** begin DOCUMENT **

Also, in some example implementations the input may be first input and the method may include receiving second input from a second camera indicated in the semantic map. The second camera may be different from the first camera. Here the method may also include using location data for the second camera as indicated in the semantic map and using the second input to generate the 3D model of the at least one object via the NeRF neural network.

In various example implementations, the input from the first camera may include at least one two-dimensional (2D) image from the first camera.

Also in various example implementations, the method may include determining that no people are present within a real-world space in which the at least one object is located. Based on the determination, the method may include using the location data for the first camera as indicated in the semantic map, the input, and the NeRF neural network to generate the 3D model of the at least one object.

In another aspect, at least one computer readable storage medium (CRSM) that is not a transitory signal includes instructions executable by a processor assembly to access a semantic map and to receive input from at least a first camera indicated in the semantic map. The instructions are also executable to use location data for the first camera as indicated in the semantic map, the input, and a neural radiance field (NeRF) neural network to generate a three-dimensional (3D) model of at least one object indicated in the semantic map.

In certain example implementations, the instructions may be executable to use location data for the at least one object as indicated in the semantic map to generate the 3D model of the at least one object. The instructions might even be executable to determine an angle from the first camera to the object based on the location data for the first camera and the location data for the object, and to use the angle as input to the NeRF neural network to generate the 3D model.

If desired, in some example embodiments the input may be first input and the instructions may be executable to receive second input from a second camera indicated in the semantic map, where the second camera may be different from the first camera. The instructions may also be executable to use location data for the second camera as indicated in the semantic map and to use the second input to generate the 3D model of the at least one object via the NeRF neural network.

Also in certain examples, the input from the first camera may include plural two-dimensional (2D) images from the first camera that are taken within a threshold time of each other.

The details of present principles, both as to their structure and operation, can best be understood in reference to the accompanying drawings, in which like reference numerals refer to like parts, and in which:

BRIEF DESCRIPTION OF THE DRAWINGS

FIG. 1 is a block diagram of an example system consistent with present principles;

FIG. 2 is an illustration of an example real-world space that is semantically mapped consistent with present principles;

FIG. 3 shows an example graphical user interface (GUI) that may be used to select an object from the real-world space for which to create a 3D model using a semantic map and a NeRF neural network consistent with present principles;

FIG. 4 shows an example GUI that may be presented on a display when additional camera coverage would be useful for 3D model creation;

FIG. 5 illustrates example logic in example flow chart format that may be executed by a device consistent with present principles; and

FIG. 6 shows an example settings GUI that may be presented on a display to configure one or more settings of a device to operate consistent with present principles.

** end DOCUMENT **

-- TASKS TO PERFORM --
**A)** In the text on NeRF-based 3D modeling, what is FIG. 4 said to show?
**B)** Reproduce the part of the text on NeRF-based 3D modeling that opens with the words containing "FIG. 2 is an" and closes with "with present principles.".

** begin MATERIAL SUPPLIED **

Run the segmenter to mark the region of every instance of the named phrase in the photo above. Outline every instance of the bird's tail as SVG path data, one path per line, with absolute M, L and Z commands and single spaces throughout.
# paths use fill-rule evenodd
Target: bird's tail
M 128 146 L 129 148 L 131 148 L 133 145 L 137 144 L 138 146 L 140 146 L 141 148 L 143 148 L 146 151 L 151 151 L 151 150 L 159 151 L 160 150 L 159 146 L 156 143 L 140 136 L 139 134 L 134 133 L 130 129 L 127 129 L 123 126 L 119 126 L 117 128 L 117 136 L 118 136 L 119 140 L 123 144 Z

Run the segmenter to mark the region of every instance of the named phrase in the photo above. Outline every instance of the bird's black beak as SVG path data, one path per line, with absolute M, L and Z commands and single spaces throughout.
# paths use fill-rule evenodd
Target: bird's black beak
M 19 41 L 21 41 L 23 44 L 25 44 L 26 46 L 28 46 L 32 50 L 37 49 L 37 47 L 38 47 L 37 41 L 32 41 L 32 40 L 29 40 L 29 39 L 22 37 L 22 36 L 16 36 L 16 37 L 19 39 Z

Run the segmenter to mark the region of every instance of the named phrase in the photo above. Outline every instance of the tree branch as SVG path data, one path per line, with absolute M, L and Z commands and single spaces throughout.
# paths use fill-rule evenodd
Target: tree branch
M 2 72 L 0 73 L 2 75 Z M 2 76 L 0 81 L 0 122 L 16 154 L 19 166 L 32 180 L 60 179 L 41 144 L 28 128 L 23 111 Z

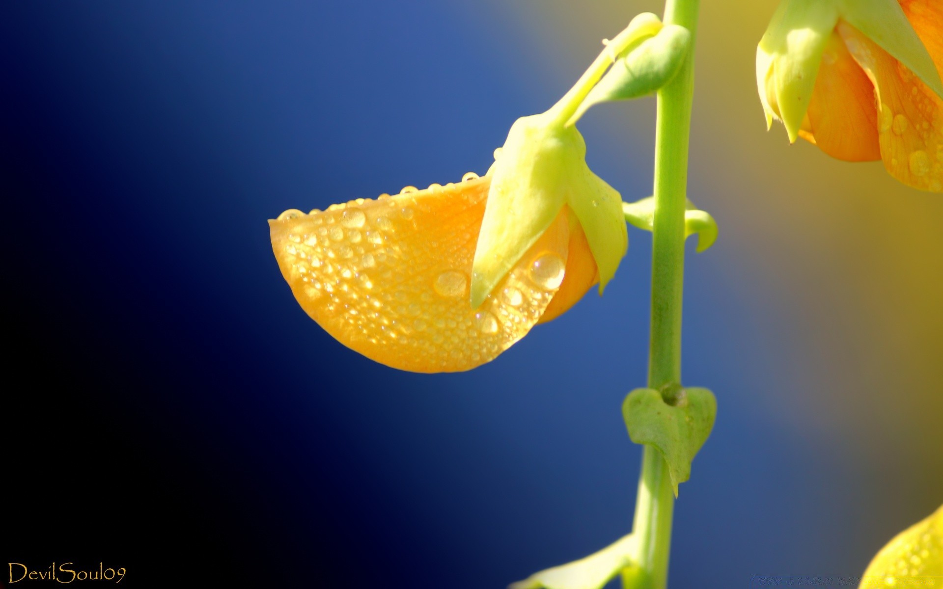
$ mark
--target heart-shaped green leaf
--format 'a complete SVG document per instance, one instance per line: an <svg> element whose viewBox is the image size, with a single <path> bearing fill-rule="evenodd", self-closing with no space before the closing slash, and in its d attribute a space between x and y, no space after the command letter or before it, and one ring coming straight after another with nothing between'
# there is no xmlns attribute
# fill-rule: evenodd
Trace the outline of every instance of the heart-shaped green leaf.
<svg viewBox="0 0 943 589"><path fill-rule="evenodd" d="M622 417L629 437L636 444L651 444L668 463L674 496L678 484L691 475L691 461L714 427L717 401L706 388L684 388L665 402L653 388L637 388L622 403Z"/></svg>

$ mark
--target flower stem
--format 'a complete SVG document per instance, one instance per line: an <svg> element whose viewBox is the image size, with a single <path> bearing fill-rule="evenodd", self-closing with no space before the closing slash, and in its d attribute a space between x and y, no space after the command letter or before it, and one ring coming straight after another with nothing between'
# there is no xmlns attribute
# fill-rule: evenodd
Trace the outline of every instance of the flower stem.
<svg viewBox="0 0 943 589"><path fill-rule="evenodd" d="M654 156L654 230L652 254L650 388L681 384L681 306L685 272L687 146L694 91L694 39L700 0L667 0L665 25L691 33L690 54L678 74L658 91ZM645 446L633 534L644 586L664 589L671 542L674 496L661 453ZM635 581L623 576L626 587Z"/></svg>

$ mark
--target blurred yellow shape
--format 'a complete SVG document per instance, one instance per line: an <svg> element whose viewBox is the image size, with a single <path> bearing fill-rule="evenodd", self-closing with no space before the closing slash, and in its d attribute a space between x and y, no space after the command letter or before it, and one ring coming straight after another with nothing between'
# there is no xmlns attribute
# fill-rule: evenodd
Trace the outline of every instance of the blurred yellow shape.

** end MATERIAL SUPPLIED **

-- TASK RESPONSES --
**A)** An example GUI that may be presented on a display when additional camera coverage would be useful for 3D model creation.

**B)**
FIG. 2 is an illustration of an example real-world space that is semantically mapped consistent with present principles;

FIG. 3 shows an example graphical user interface (GUI) that may be used to select an object from the real-world space for which to create a 3D model using a semantic map and a NeRF neural network consistent with present principles;

FIG. 4 shows an example GUI that may be presented on a display when additional camera coverage would be useful for 3D model creation;

FIG. 5 illustrates example logic in example flow chart format that may be executed by a device consistent with present principles; and

FIG. 6 shows an example settings GUI that may be presented on a display to configure one or more settings of a device to operate consistent with present principles.